[A run of records]
____________________

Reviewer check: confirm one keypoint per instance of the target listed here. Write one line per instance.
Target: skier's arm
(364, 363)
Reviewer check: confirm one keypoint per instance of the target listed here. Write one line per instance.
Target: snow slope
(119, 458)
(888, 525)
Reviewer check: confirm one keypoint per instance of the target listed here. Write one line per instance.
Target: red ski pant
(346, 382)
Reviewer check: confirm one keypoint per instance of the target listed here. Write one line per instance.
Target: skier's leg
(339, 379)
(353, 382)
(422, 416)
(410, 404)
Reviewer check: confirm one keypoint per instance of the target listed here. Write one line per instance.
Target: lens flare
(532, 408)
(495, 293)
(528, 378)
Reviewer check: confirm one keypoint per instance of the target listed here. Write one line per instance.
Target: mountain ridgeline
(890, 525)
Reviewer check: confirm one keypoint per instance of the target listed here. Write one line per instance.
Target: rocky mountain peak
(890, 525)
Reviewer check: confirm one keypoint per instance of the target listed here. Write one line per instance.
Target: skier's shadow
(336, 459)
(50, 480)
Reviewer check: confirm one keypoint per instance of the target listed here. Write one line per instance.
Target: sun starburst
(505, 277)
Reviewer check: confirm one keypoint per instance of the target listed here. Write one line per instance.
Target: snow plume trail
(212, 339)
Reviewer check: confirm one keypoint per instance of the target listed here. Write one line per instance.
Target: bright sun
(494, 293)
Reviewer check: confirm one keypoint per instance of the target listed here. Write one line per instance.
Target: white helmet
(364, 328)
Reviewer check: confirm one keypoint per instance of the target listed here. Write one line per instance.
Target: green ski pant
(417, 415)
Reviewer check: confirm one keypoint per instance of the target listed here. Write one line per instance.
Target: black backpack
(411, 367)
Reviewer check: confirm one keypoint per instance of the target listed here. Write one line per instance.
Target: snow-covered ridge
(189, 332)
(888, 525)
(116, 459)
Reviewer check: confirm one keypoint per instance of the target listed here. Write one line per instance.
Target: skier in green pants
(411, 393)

____________________

## [Prompt]
Extract every line above exactly as it stands.

## [Finished answer]
Reviewer check: confirm one keypoint per instance of the target listed here. Write one line per instance.
Target: skier's arm
(364, 363)
Reviewer check: confirm one keypoint per instance of the target listed here. Write one line per instance.
Target: snow slope
(119, 458)
(888, 525)
Reviewer check: confirm one keypoint per instance of the target listed here. Write one line per instance.
Target: red ski pant
(346, 382)
Reviewer check: confirm one keypoint per instance of the target listed here. Write one line per instance.
Target: skier's leg
(339, 379)
(353, 382)
(422, 416)
(410, 404)
Reviewer check: confirm one keypoint per instance of the target listed here. Write one line per instance.
Target: lens flare
(532, 408)
(495, 293)
(528, 378)
Reviewer check: confirm one keypoint per instance of the target listed here. Write one line per instance.
Target: mountain ridgeline
(890, 525)
Reviewer check: confirm one keypoint per instance of the target listed here. Write one line per instance.
Target: rocky mountain peak
(890, 525)
Reviewer check: confirm one keypoint per instance of the target listed here. Write one line per instance.
Target: skier's shadow
(336, 459)
(50, 480)
Reviewer check: confirm one keypoint per instance of the target listed here. Write one line per instance.
Target: sun starburst
(505, 277)
Reviewer check: confirm one keypoint per instance of the target listed here. Write one line per instance.
Target: snow plume trail
(212, 339)
Reviewer check: confirm one keypoint per instance of the target listed here. Write one line per instance.
Target: bright sun
(494, 293)
Reviewer check: confirm one keypoint per instance of the target listed here. Write one line per instance.
Target: white helmet
(364, 328)
Reviewer check: confirm one keypoint per instance of the target listed here. Write one line per instance.
Target: green ski pant
(417, 415)
Reviewer check: confirm one keypoint per instance of the target listed here. Write one line per instance.
Target: black backpack
(411, 367)
Reviewer check: confirm one keypoint per instance of the target listed here. Write one line per instance.
Target: snow-covered ridge
(189, 332)
(888, 525)
(116, 459)
Reviewer check: confirm one keypoint per instance of the target listed here. Write one line per instance.
Target: skier in green pants
(411, 393)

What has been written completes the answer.